Exercise objective: Give back, unchanged, each line from the one containing "Could you please point out the green leaf" through the last line of the entries below.

Dataset excerpts on object pointing:
# # # # # # #

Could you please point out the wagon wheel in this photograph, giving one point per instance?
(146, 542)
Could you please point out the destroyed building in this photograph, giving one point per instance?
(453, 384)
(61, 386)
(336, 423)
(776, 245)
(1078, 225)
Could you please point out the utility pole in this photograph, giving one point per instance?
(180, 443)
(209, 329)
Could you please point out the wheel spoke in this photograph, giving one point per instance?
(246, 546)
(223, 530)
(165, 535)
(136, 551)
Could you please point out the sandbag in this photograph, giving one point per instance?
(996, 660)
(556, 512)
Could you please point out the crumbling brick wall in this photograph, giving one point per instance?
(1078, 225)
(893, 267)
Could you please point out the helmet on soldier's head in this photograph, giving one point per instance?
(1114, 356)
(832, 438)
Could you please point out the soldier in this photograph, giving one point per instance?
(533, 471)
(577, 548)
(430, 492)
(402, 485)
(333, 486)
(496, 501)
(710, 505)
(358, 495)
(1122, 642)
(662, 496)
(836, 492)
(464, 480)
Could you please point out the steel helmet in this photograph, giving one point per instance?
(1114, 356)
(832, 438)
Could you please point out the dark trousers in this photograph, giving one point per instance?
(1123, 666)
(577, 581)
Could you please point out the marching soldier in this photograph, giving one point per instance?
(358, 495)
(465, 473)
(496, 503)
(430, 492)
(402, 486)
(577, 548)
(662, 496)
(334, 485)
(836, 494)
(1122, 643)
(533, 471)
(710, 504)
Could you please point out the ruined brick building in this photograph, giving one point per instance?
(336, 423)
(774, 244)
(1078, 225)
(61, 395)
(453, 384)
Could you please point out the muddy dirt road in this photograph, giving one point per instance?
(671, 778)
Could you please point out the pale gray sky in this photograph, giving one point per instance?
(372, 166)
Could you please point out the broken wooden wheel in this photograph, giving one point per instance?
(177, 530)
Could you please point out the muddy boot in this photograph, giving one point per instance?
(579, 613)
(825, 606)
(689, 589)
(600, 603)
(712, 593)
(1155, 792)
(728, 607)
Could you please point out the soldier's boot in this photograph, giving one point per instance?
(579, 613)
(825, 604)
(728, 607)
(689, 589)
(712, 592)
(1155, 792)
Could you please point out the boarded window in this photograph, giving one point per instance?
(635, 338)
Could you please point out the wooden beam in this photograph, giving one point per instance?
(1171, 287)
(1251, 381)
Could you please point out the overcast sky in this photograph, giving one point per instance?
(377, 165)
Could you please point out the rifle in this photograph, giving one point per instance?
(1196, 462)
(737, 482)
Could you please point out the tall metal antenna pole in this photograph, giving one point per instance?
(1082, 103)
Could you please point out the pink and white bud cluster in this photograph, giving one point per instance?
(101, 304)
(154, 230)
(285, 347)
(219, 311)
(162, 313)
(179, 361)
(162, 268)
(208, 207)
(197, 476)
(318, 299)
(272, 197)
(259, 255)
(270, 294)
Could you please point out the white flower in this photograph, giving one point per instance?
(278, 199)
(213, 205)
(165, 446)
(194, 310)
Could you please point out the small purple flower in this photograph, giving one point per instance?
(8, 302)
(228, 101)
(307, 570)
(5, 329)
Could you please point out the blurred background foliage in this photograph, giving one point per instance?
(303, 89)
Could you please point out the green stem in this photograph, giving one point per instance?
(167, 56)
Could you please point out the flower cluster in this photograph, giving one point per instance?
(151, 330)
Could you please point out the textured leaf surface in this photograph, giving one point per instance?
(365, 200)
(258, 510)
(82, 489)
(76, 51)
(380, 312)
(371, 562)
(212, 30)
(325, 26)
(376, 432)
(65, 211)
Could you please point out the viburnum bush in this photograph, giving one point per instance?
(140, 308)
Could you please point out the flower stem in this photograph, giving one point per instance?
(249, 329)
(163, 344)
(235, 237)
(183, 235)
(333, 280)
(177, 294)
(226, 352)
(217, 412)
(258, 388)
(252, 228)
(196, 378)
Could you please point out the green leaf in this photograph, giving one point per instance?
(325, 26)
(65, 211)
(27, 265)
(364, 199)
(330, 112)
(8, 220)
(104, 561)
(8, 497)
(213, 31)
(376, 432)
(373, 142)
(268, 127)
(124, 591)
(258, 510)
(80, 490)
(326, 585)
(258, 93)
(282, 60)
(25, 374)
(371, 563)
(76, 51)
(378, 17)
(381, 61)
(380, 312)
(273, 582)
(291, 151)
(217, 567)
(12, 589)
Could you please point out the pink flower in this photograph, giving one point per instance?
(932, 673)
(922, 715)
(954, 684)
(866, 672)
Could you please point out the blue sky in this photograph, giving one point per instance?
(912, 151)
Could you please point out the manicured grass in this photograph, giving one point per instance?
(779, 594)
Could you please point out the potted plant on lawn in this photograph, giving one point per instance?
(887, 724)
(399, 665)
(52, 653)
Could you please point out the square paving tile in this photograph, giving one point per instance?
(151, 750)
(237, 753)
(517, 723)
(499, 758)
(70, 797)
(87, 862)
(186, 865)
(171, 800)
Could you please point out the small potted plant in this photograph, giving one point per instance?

# # # # # # #

Output:
Could you please point out the green leaf in this photograph, giving one point per instance?
(325, 26)
(65, 211)
(27, 265)
(364, 199)
(330, 112)
(8, 220)
(104, 561)
(8, 497)
(213, 31)
(376, 432)
(373, 142)
(268, 127)
(124, 591)
(258, 510)
(80, 490)
(326, 585)
(258, 93)
(282, 60)
(25, 374)
(371, 563)
(76, 51)
(378, 17)
(381, 61)
(380, 312)
(273, 582)
(291, 151)
(217, 567)
(12, 589)
Could you please point out the pink flower in this photograph, giving one point per instance?
(932, 673)
(922, 715)
(954, 684)
(866, 672)
Could you please point out the blue sky in this photograph, giving one point per instance?
(912, 151)
Could you please point out the manicured grass in this photograph, giving one point per instance?
(779, 594)
Could you please point out the potted plant on lawn in this photograph, giving one point per instance?
(887, 724)
(399, 665)
(52, 653)
Could you please point out the square paving tile in this photograph, giving one point per instance?
(151, 750)
(237, 753)
(517, 723)
(499, 758)
(70, 797)
(87, 862)
(186, 865)
(171, 800)
Could you please point out the small potted plant in this photograph, giving one point per instance?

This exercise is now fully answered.